What the exercise asks: Your answer must consist solely of the lines from the start of the entries below through the line with "positive clicks: (828, 500)", unchanged.

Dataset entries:
════════════════

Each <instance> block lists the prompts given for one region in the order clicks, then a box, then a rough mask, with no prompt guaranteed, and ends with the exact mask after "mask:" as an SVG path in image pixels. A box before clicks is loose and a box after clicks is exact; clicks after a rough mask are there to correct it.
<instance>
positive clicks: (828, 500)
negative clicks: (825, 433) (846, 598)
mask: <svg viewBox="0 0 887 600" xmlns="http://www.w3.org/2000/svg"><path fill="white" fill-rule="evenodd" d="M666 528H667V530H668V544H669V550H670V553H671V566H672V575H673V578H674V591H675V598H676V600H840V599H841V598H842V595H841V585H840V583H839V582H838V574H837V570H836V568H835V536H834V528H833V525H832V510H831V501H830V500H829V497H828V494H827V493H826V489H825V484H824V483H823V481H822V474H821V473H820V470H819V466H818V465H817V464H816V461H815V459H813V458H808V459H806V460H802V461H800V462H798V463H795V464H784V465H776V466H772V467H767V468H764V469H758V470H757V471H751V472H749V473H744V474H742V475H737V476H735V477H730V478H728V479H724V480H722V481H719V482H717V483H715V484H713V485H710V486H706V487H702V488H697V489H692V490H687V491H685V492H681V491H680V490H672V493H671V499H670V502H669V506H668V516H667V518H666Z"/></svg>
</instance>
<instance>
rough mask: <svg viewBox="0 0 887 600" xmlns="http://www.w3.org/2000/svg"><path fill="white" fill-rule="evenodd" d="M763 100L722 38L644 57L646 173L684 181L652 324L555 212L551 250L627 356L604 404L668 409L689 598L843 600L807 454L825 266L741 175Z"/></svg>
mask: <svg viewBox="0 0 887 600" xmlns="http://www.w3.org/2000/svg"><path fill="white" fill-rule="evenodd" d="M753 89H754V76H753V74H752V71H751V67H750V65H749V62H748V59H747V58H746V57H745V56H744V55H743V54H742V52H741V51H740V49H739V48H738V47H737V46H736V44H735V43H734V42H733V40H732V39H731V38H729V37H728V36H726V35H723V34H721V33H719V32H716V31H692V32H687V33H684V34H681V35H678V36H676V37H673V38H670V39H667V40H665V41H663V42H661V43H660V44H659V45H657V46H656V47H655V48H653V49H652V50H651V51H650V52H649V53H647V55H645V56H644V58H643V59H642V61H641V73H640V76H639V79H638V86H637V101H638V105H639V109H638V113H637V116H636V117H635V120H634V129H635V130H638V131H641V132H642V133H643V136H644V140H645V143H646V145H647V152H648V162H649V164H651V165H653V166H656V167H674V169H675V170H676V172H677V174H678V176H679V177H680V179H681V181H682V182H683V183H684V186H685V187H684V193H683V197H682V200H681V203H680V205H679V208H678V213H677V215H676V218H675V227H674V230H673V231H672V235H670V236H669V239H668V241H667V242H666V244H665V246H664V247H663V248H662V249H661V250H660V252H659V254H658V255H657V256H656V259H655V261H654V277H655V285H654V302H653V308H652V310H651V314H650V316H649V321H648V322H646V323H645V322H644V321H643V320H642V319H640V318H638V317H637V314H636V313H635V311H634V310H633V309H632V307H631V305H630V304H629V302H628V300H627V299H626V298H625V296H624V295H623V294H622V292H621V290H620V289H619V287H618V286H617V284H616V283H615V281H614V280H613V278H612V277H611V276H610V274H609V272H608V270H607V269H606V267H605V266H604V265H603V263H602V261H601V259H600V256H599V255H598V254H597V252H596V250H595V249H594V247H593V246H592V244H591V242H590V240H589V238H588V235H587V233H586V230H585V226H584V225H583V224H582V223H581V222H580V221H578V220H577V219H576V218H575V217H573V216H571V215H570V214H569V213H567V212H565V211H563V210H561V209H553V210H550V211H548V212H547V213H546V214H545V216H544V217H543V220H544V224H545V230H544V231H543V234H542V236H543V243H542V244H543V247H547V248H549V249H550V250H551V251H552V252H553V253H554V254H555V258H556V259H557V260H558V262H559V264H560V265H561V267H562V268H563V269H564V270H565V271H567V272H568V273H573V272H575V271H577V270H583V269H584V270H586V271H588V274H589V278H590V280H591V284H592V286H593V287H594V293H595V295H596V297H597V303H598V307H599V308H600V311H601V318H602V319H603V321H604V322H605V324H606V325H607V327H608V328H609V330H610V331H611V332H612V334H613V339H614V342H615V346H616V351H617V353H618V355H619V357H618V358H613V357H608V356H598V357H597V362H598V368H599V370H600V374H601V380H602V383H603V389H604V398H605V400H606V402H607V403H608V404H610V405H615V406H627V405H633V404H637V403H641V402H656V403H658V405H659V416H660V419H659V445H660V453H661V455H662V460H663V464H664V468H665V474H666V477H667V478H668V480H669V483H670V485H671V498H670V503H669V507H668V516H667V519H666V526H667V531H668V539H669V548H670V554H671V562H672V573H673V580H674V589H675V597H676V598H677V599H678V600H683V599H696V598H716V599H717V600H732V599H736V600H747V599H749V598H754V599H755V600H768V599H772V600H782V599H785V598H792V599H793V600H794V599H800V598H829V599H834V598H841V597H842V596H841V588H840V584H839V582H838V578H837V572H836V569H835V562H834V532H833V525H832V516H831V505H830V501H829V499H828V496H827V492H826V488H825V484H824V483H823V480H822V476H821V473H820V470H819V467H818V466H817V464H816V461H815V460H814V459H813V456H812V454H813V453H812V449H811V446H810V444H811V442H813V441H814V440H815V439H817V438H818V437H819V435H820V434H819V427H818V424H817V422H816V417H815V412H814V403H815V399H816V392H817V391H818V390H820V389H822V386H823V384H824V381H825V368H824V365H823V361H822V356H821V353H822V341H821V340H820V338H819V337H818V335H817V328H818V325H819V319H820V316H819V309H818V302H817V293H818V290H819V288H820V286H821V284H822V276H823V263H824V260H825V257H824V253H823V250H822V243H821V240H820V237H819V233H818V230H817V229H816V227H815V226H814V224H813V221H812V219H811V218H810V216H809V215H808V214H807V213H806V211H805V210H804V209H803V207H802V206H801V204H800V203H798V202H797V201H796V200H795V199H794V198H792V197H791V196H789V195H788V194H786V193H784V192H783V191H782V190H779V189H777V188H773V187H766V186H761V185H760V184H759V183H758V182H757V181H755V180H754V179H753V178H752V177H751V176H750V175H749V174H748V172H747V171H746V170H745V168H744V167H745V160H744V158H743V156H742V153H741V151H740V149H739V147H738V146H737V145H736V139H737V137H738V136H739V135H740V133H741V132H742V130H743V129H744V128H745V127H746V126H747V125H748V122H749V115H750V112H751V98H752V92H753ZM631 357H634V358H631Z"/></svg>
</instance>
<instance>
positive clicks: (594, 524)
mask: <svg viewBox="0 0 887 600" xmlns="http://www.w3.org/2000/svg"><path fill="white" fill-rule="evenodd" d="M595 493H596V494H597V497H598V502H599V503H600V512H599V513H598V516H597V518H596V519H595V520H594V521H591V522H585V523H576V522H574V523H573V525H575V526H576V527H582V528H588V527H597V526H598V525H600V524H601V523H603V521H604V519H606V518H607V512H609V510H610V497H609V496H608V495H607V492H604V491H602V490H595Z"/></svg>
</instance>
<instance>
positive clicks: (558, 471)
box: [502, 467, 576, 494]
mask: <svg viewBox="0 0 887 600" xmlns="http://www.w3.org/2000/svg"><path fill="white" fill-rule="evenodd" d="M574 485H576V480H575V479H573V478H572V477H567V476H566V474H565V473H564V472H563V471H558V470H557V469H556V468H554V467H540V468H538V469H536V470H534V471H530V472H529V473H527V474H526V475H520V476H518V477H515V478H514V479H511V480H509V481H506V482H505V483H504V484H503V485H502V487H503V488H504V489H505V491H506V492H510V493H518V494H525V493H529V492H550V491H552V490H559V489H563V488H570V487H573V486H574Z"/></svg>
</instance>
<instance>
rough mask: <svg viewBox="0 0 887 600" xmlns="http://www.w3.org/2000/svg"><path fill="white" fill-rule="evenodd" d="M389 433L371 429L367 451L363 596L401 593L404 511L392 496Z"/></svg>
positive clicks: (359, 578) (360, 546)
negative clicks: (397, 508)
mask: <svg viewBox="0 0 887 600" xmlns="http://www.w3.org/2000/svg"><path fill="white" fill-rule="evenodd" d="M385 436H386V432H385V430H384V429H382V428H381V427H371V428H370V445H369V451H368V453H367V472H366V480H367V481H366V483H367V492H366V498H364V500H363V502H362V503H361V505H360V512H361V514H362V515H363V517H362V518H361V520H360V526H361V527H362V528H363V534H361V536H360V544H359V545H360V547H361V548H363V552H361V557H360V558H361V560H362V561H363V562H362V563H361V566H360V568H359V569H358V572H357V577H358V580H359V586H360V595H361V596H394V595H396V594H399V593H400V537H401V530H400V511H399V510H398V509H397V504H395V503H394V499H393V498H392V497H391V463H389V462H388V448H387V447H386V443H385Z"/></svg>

════════════════

Response area:
Each <instance> block lists the prompts given for one region in the order clicks, then a box, then a rough mask, with no prompt guaranteed, and ends with the exact mask after "mask:" as an SVG path in image pixels. A box before clicks is loose and a box after clicks is exact; clicks after a rough mask are there to correct it.
<instance>
positive clicks: (828, 500)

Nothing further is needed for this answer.